EXTRACTED TEXT.

________

10 Oct Are You Having Difficulty Swallowing?
The feeling of having food stuck in your throat, experiencing any sort of uneasiness, or having difficulty swallowing can fall in the category of having dysphagia. Although many times, issues in swallowing food can be associated with eating too fast without actually chewing our food thoroughly. In such instances, there is nothing to worry about, but if signs of dysphagia persist, you’ll need to visit the emergency room as the difficulty may be a symptom of a larger medical condition.
How you Swallow
Swallowing our food takes more than we think. It is a three-stage process in actuality, where it involves 50 pairs of muscles and various nerves. We mostly enjoy eating and do not pay attention to the mechanism behind eating our food. It is, however, important to take note of the fact that while we eat for nourishment, we must follow the stages in order for the food and liquid to get from our mouths to our stomach.
Causes of Dysphagia
We asked our friend, Dr. Fardi Farhat, a Sterling Heights dentist, about the causes of dysphagia. Dr. Farhat says that although dysphagia can happen at any stage, it is most common in those people that fall in the bracket of older adults. According to the University of Maryland Medical Center, about 60 percent of patients in nursing homes are affected by dysphagia.
Moreover, it’s pointed out by the National Institute on Deafness and Other Communication Disorders (NIDCD) that illnesses such as cerebral palsy and Parkinson’s disease affect the nerves and muscles that are needed for swallowing which in return bring about dysphagia.

________

STORED DATA.

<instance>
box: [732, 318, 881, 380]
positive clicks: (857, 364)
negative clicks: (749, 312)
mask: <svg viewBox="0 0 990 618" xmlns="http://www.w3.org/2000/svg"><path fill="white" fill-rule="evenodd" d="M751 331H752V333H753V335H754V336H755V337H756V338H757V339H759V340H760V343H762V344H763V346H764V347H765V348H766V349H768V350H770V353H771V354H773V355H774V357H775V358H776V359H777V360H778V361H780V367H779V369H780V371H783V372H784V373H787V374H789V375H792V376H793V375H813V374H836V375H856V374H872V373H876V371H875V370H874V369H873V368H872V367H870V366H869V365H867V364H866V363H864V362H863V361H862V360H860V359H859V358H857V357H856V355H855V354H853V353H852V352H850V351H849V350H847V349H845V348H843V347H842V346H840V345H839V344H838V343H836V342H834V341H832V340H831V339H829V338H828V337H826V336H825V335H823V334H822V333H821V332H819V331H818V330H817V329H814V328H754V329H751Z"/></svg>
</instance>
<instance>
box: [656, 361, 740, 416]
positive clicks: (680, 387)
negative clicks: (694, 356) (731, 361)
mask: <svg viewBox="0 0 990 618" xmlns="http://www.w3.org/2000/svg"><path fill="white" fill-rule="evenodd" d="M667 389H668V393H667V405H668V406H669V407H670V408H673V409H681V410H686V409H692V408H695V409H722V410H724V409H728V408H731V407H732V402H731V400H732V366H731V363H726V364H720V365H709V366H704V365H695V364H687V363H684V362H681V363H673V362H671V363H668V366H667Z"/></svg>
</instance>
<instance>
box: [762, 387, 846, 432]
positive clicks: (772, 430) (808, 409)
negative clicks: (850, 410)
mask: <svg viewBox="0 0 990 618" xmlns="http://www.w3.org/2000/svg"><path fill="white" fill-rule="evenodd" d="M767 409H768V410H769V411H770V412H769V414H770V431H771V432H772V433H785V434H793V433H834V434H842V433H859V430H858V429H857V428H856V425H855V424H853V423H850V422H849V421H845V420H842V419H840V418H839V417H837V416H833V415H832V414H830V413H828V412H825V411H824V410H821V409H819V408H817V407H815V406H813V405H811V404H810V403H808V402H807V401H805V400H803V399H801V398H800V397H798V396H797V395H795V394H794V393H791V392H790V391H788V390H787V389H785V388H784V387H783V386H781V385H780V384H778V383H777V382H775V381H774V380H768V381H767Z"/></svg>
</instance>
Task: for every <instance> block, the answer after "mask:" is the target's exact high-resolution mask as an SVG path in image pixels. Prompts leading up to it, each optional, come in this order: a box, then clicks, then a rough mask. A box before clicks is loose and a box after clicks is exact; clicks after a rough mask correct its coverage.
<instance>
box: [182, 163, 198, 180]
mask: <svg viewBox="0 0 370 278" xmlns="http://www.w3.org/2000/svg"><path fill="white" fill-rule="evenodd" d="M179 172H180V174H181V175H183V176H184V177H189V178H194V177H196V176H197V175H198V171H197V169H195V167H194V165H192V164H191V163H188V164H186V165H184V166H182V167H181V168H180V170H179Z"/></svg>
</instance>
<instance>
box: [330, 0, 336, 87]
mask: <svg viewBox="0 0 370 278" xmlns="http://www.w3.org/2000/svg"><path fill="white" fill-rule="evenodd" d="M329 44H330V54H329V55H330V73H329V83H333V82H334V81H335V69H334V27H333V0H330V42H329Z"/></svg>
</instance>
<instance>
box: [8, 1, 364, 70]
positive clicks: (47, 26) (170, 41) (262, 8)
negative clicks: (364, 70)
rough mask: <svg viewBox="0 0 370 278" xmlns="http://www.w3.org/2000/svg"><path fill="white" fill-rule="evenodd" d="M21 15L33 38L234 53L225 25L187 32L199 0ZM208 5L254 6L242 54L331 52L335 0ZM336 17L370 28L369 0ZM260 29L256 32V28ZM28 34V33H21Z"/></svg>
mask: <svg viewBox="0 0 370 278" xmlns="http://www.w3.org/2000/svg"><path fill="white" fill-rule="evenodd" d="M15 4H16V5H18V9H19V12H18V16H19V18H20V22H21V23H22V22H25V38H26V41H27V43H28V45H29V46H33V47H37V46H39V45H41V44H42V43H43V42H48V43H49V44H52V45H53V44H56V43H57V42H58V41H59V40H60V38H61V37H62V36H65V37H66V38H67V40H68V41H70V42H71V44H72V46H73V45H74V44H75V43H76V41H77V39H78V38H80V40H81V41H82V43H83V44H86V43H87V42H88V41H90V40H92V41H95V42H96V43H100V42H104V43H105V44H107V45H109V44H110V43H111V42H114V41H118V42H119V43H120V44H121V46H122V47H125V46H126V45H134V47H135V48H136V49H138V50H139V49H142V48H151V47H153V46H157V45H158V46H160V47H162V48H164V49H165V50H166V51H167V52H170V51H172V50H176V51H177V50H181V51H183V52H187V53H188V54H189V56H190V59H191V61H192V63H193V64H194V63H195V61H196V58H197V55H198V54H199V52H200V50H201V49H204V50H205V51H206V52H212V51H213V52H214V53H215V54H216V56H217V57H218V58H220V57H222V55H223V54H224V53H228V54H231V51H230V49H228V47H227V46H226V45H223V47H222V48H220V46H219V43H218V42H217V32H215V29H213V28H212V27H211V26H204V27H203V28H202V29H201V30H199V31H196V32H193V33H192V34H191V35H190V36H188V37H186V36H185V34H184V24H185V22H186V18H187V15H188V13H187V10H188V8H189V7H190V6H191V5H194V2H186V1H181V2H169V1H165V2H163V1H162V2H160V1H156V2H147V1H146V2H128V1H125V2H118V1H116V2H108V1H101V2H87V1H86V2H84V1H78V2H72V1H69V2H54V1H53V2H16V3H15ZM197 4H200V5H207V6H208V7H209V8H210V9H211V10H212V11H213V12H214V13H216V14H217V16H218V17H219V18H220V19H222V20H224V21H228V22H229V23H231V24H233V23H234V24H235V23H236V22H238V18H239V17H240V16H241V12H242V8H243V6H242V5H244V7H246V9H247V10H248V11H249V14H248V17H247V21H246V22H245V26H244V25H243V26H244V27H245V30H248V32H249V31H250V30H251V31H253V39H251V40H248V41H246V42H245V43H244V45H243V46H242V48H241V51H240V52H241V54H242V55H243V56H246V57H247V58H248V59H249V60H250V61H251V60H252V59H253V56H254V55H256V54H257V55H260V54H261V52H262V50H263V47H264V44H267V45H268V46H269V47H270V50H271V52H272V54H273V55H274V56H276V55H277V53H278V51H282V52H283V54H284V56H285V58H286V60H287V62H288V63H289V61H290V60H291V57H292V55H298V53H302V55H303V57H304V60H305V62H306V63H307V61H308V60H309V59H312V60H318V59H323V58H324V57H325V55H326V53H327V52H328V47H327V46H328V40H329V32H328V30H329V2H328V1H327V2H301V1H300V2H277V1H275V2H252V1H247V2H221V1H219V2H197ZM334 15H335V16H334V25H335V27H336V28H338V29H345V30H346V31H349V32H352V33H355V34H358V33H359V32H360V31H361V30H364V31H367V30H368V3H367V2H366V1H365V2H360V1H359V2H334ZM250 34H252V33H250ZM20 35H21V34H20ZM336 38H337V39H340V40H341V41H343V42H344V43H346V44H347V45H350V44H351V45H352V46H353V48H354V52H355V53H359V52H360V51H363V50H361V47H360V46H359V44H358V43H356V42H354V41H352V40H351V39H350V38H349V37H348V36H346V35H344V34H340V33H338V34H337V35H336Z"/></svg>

________

TASK A.
Please reproduce the passage of the dysphagia article starting at "10 Oct Are You" and ending at "larger medical condition.".
TASK B.
Which experiences does the opening paragraph of the dysphagia article place in the category of having dysphagia? List each one.
TASK C.
Write the next part of the dysphagia article, picking up after its final sentence.

WRITTEN REPLY A.
10 Oct Are You Having Difficulty Swallowing?
The feeling of having food stuck in your throat, experiencing any sort of uneasiness, or having difficulty swallowing can fall in the category of having dysphagia. Although many times, issues in swallowing food can be associated with eating too fast without actually chewing our food thoroughly. In such instances, there is nothing to worry about, but if signs of dysphagia persist, you’ll need to visit the emergency room as the difficulty may be a symptom of a larger medical condition.

WRITTEN REPLY B.
- The feeling of having food stuck in your throat
- Experiencing any sort of uneasiness
- Having difficulty swallowing

WRITTEN REPLY C.
Signs and Symptoms of Dysphagia
Symptoms include the inability to swallow. In instances where you are unable to move food from your mouth to the upper esophagus, you are experiencing oropharyngeal dysphagia. You may be regurgitating liquid through your nose, experiencing a choking sensation, coughing and gagging as you swallow.
In the case of esophageal dysphagia, moving food through the esophagus to the stomach is difficult. You may feel pain as the food gets stuck in your throat. In severe cases, there may be pressure and pain in your chest.
It is important to consult a doctor and schedule an appointment at your earliest.
The treatment may depend primarily on the severity of the case. In issues where there is a complication, the treatment will be according to that.
In the case of oropharyngeal dysphagia, you may be referred to a speech therapist by your doctor. This will assist you in exercising the coordination of muscles and help in the stimulation of nerves that are responsible for the swallowing process.
Keep Your Mouth Healthy
Apart from taking smaller bites and making sure to chew carefully, be sure to brush your teeth twice a day and schedule for dental check-ups regularly with your dentist in Georgetown, KY. In a scenario where you may experience symptoms of dysphagia, consult a doctor immediately.